### DOCUMENT EXTRACT

────────────────────────────────────────

Five suicide bombers carried out Thursday morning's attack which killed 31 people at a vegetable market, according to state media.

“The campaign will make full use of political and legal forces, army and armed police in Xinjiang,” the official Xinhua news agency said of the crackdown, citing local authorities.

The aim, Xinhua said, was to “focus on terrorists and religious extremist groups, gun and explosive manufacturing dens and terrorist training camps.

“Terrorists and extremists will be hunted down and punished. The government will prevent terrorism and extremism from spreading to other regions.”

The drive, approved by the central government and a national-level group leading anti-terrorism activity, would last until June 2015 with Xinjiang as the “major battleground”.

Thursday's bombing was the second suicide attack in the capital in just over three weeks. A bomb and knife attack at an Urumqi train station in April killed a bystander and wounded 79.

The government had already launched a campaign to strike hard against terrorism in Xinjiang, blaming Islamists and separatists for the worsening violence in the resource-rich western region bordering central Asia. At least 180 people have been killed in attacks across China over the past year.

The attackers ploughed two vehicles into an open market in Urumqi and hurled explosives. Many of the 94 wounded were elderly shoppers, according to witnesses.

“Five suspects who participated in the violent terrorist attack blew themselves up,” the Global Times, a tabloid run by the People's Daily, the official newspaper of the Communist Party, reported on Friday. The newspaper said authorities “are investigating whether there were other accomplices”.

────────────────────────────────────────

### RECORDED INFORMATION
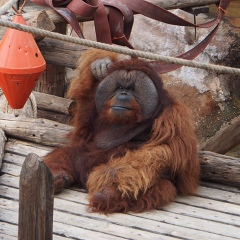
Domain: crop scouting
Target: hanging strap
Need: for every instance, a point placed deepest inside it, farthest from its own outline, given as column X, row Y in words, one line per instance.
column 117, row 28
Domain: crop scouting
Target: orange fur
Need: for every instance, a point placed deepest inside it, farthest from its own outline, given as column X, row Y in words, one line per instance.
column 132, row 176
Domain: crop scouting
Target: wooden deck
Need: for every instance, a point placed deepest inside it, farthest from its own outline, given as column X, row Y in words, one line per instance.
column 213, row 214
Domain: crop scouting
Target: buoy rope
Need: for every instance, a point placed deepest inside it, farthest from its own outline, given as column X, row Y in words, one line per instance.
column 4, row 8
column 119, row 49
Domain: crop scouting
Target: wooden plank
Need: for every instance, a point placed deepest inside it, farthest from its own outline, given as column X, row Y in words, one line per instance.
column 221, row 195
column 98, row 222
column 7, row 237
column 53, row 103
column 220, row 168
column 156, row 215
column 42, row 131
column 10, row 219
column 23, row 148
column 8, row 229
column 225, row 139
column 219, row 186
column 11, row 169
column 14, row 159
column 36, row 193
column 57, row 52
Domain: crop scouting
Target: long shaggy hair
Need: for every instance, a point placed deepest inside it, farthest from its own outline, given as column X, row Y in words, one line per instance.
column 131, row 176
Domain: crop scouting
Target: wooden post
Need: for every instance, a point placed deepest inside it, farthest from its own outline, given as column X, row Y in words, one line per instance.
column 36, row 192
column 52, row 80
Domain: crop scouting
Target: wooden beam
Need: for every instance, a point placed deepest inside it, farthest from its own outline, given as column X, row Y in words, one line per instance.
column 215, row 167
column 225, row 139
column 53, row 103
column 36, row 193
column 39, row 130
column 67, row 54
column 2, row 145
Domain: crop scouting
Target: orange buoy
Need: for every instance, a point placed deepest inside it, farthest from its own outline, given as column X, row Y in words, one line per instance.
column 21, row 64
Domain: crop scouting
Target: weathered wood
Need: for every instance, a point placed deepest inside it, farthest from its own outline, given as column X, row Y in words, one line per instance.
column 54, row 116
column 61, row 53
column 36, row 194
column 2, row 145
column 42, row 131
column 52, row 80
column 215, row 167
column 220, row 168
column 26, row 111
column 53, row 103
column 57, row 52
column 225, row 139
column 41, row 20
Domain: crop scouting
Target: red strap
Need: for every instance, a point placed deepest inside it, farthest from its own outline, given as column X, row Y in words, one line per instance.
column 118, row 28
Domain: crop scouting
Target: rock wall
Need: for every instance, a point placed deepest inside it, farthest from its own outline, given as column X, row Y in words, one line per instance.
column 214, row 98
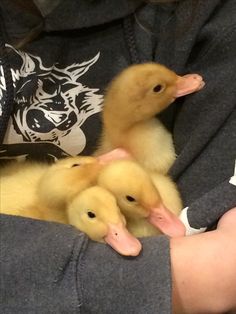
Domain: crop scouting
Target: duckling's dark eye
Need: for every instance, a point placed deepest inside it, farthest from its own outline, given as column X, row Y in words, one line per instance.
column 158, row 88
column 130, row 198
column 91, row 214
column 75, row 165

────────────────────────────────────────

Transcribe the passage from the article on the Urumqi market bombing above, starting with "Thursday's bombing was" and going on through "the past year.".

Thursday's bombing was the second suicide attack in the capital in just over three weeks. A bomb and knife attack at an Urumqi train station in April killed a bystander and wounded 79.

The government had already launched a campaign to strike hard against terrorism in Xinjiang, blaming Islamists and separatists for the worsening violence in the resource-rich western region bordering central Asia. At least 180 people have been killed in attacks across China over the past year.